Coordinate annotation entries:
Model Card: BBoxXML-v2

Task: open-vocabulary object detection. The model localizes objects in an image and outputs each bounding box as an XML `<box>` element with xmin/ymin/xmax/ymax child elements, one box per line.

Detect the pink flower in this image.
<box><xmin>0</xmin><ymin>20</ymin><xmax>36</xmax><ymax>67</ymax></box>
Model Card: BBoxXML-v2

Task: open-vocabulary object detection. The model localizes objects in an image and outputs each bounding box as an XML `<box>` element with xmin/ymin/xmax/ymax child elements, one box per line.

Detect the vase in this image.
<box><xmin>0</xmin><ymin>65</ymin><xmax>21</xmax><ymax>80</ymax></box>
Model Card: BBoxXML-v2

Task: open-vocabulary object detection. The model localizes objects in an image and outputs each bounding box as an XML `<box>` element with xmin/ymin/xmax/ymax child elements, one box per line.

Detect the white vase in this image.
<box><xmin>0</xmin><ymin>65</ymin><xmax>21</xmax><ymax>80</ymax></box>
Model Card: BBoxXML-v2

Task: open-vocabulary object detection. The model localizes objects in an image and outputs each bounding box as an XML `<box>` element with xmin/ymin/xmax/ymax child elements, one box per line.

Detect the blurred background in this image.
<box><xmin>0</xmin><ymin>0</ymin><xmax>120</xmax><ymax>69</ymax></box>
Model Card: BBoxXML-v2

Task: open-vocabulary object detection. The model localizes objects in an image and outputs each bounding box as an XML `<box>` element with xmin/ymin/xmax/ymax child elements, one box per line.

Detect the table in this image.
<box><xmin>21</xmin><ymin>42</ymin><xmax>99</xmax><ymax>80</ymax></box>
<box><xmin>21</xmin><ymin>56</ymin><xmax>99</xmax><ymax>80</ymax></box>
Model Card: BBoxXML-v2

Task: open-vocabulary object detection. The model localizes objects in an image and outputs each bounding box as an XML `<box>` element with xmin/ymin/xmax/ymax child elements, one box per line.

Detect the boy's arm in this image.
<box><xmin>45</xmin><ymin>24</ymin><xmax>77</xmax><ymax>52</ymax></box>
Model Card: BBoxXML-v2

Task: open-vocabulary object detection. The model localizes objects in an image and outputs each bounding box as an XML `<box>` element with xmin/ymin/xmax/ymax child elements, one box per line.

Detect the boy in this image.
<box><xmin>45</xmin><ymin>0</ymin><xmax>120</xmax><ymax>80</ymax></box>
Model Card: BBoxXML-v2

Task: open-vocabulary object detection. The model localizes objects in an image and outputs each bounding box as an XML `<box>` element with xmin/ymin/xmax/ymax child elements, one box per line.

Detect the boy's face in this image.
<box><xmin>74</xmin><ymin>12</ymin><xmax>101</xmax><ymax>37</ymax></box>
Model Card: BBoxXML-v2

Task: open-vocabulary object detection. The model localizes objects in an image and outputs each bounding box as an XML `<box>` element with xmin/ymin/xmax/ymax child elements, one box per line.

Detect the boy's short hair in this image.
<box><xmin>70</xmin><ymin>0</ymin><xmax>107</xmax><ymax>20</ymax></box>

- [Instruction]:
Return each line of the records above that contains the word "this".

- [Result of the exercise]:
Detect the pink flower in this image.
Detect the vase in this image.
Detect the white vase in this image.
Detect the blurred background in this image.
Detect the table in this image.
Detect the boy's arm in this image.
Detect the boy in this image.
Detect the boy's face in this image.
Detect the boy's short hair in this image.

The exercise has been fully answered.